** Begin Record excerpts **
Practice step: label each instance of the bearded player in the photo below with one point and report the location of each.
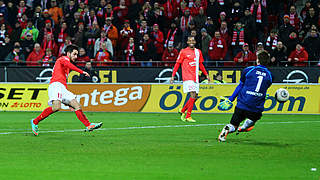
(58, 92)
(191, 61)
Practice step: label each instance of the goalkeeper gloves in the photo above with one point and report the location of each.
(267, 96)
(225, 104)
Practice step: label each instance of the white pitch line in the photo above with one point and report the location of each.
(153, 127)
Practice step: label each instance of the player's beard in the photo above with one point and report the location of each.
(191, 45)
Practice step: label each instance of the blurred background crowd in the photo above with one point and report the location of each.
(151, 33)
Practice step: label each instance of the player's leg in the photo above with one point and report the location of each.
(192, 99)
(82, 117)
(56, 105)
(249, 123)
(237, 117)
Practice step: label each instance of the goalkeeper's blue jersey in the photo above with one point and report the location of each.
(255, 81)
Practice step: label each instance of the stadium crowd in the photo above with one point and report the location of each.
(140, 33)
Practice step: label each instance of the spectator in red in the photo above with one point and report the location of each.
(298, 57)
(217, 49)
(103, 57)
(131, 52)
(91, 35)
(48, 59)
(222, 17)
(195, 9)
(294, 18)
(35, 56)
(174, 36)
(305, 10)
(125, 34)
(147, 51)
(170, 55)
(99, 41)
(278, 55)
(146, 10)
(67, 42)
(158, 40)
(101, 10)
(237, 38)
(16, 57)
(185, 20)
(170, 9)
(62, 33)
(200, 19)
(82, 58)
(120, 13)
(112, 32)
(143, 29)
(47, 29)
(224, 32)
(78, 38)
(48, 42)
(245, 57)
(272, 41)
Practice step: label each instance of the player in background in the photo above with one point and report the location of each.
(191, 61)
(251, 93)
(58, 92)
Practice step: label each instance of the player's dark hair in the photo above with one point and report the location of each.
(70, 48)
(191, 37)
(264, 58)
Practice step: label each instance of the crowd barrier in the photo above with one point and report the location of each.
(304, 98)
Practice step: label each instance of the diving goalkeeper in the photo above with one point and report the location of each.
(251, 93)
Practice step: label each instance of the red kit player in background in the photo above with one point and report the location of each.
(58, 92)
(191, 61)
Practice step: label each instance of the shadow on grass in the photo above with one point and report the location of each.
(258, 143)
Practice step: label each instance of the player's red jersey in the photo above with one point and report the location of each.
(190, 60)
(61, 70)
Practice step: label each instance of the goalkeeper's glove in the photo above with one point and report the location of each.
(267, 96)
(225, 104)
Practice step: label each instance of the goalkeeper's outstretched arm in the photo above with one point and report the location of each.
(236, 91)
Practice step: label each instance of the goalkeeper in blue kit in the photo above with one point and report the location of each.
(251, 95)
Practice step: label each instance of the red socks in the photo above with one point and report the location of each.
(82, 117)
(45, 113)
(190, 107)
(185, 107)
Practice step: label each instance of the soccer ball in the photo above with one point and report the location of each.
(282, 95)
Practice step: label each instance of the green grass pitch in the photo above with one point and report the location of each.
(158, 146)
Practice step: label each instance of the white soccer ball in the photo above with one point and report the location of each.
(282, 95)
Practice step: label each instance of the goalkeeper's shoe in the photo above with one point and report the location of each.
(182, 114)
(189, 119)
(93, 126)
(223, 135)
(35, 128)
(241, 129)
(225, 104)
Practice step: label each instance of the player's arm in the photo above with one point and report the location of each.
(176, 66)
(240, 86)
(69, 65)
(202, 68)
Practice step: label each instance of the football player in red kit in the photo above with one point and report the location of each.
(58, 92)
(191, 60)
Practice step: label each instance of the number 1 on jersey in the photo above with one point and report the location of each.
(260, 78)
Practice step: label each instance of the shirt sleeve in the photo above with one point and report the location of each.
(69, 65)
(240, 86)
(180, 57)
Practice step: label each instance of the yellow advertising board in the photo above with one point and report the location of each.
(304, 99)
(23, 97)
(111, 97)
(169, 98)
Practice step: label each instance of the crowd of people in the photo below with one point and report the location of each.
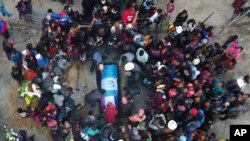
** End Record excerpts **
Aim of the task:
Reproduce every record above verbatim, omitting the pictures.

Result for this task:
Practice step: label each instance of the bearded player in the photo below with one point and report the location of each.
(58, 92)
(191, 61)
Practice step: label each instance of the goalkeeper gloves in the photo above with one point and report the location of each.
(267, 96)
(225, 104)
Practice step: label each instance of the white pitch line in the photo above with one point and report the location of each.
(153, 127)
Practice step: label each instance of the player's beard in the photo above with one point and report the location of each.
(191, 45)
Practice step: label each instance of the blurred background crowd in the photo above with one point and report the location of each.
(151, 33)
Practice step: label each instance of the player's leg in the photo above with one point and report the location of each.
(192, 99)
(82, 117)
(56, 105)
(249, 123)
(237, 117)
Practice step: label each instance of the goalkeeper's blue jersey in the photo above with one point and report the location of each.
(255, 81)
Practice step: label each instance of the stadium crowd in the photo above with one point and report the location of each.
(140, 33)
Practice step: label each instance of the spectator in red in the photo above with one point and report the location of each.
(298, 57)
(217, 49)
(103, 57)
(131, 52)
(91, 35)
(48, 59)
(222, 17)
(195, 9)
(294, 18)
(35, 56)
(174, 36)
(305, 10)
(125, 34)
(147, 51)
(170, 55)
(99, 41)
(278, 55)
(146, 10)
(67, 42)
(158, 40)
(101, 10)
(237, 38)
(16, 57)
(185, 20)
(170, 9)
(62, 33)
(200, 19)
(82, 58)
(120, 13)
(112, 32)
(143, 29)
(47, 29)
(224, 32)
(78, 38)
(48, 42)
(245, 57)
(272, 41)
Practice step: label each instance of the player in background in the photo above with one point and report the location of each.
(191, 61)
(251, 93)
(58, 92)
Practice step: label each instance of the player's dark hair in the photo above with one point and report the location of each.
(70, 48)
(191, 37)
(264, 58)
Practice step: label each instance of the crowd barrier in the photo above with one point and report the location of each.
(304, 98)
Practice step: label each instance of the diving goalkeeper in the photo above with one point and report the location of each.
(251, 93)
Practice step: label each instance of the red kit player in background in the photo above with one point and report the location of each.
(58, 92)
(191, 61)
Practice step: label each instance of the shadow on grass in the photo above with one point and report the location of each.
(258, 143)
Practice step: label each instance of the player's red jersey in the photo above with one point and report the location of each.
(190, 60)
(61, 70)
Practice step: label each instance of the goalkeeper's glove in the photo above with one point and report the location of each.
(267, 96)
(225, 104)
Practice step: label each instance of the goalkeeper's outstretched arm in the photo above with one point and report the location of each.
(236, 91)
Practice step: label each instance of the goalkeeper in blue kit in the photo above with one point and report the location of each.
(251, 95)
Practice step: label each instance of the red socks in the photo above with one point and report the location of each.
(82, 117)
(45, 113)
(190, 107)
(185, 107)
Practice step: label each instance of the soccer ball in the photo above with one point and report the location of each.
(282, 95)
Practice step: label each instance of the green grass pitch in the photo above with one point and report the location of each.
(158, 146)
Practice step: label each instance of the white soccer ball in the photo above with one point and report the location of each.
(282, 95)
Practice step: label each instance of the goalkeeper's shoe in the photo above with one point and report the location of each.
(182, 114)
(189, 119)
(93, 126)
(223, 135)
(35, 128)
(241, 129)
(225, 104)
Practice step: label each instance of the player's arm in the photo above with one point and report the location of each.
(176, 66)
(240, 86)
(69, 65)
(202, 68)
Practice step: label each instance of the football player in red kit in the photo above with one point and report the location of each.
(58, 92)
(191, 60)
Practice step: label each instance of the number 1 on jersey in the photo above with one point and report the location of each.
(260, 78)
Practice step: label each instance of the shirt sleeve in the photo above with one point and report the location of each.
(69, 65)
(240, 86)
(180, 57)
Practice step: label each instance of the yellow advertising board in the photo above with one point and report the location of each.
(304, 99)
(23, 97)
(111, 97)
(169, 98)
Practice step: label each instance of the crowd of people in the photo below with one point and report the location of each.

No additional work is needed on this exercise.